[Point localization data]

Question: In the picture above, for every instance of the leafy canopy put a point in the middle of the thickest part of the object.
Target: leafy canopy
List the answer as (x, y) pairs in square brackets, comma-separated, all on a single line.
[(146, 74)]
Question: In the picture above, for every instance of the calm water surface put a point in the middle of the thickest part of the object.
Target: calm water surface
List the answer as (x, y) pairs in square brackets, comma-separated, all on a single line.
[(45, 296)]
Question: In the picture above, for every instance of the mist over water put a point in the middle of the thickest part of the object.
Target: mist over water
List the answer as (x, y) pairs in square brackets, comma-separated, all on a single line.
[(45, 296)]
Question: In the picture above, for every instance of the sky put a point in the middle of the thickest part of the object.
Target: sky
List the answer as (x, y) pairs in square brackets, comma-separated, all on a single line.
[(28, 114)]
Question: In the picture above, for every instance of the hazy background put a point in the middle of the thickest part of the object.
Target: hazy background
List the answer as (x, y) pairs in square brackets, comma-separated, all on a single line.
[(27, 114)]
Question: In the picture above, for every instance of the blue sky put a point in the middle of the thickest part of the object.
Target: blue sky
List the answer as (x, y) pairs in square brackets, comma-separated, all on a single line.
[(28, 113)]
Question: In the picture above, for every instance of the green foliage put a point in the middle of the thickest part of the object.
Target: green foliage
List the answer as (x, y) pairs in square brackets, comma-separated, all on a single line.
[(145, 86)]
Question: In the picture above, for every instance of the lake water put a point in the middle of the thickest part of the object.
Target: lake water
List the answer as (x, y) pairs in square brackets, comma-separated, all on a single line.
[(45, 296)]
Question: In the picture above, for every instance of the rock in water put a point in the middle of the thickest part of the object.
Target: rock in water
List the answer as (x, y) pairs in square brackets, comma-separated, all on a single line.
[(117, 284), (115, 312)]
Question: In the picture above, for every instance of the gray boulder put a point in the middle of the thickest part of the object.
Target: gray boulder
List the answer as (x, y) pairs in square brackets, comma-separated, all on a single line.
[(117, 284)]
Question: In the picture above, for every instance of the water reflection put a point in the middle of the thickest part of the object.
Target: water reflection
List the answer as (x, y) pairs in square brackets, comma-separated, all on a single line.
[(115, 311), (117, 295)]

*EXERCISE DETAILS:* Would you print, exactly as written, every line above from the one holding "Target: blue sky" through the one holding "Target: lake water", with both included and no other lines?

*RESPONSE FOR THIS EXERCISE:*
Target: blue sky
List the answer as (x, y) pairs in square brackets, comma-separated, all on a single line.
[(28, 113)]
Question: In the picture above, for every instance of the green foliage put a point in the middle of the thickest part of the object.
Target: green foliage
List the answer as (x, y) pairs in square brackets, comma-separated, all on a single line.
[(145, 86)]
Question: In the picture above, for every instance of the lake water put a point in the middle of the thickest part of the object.
Target: lake water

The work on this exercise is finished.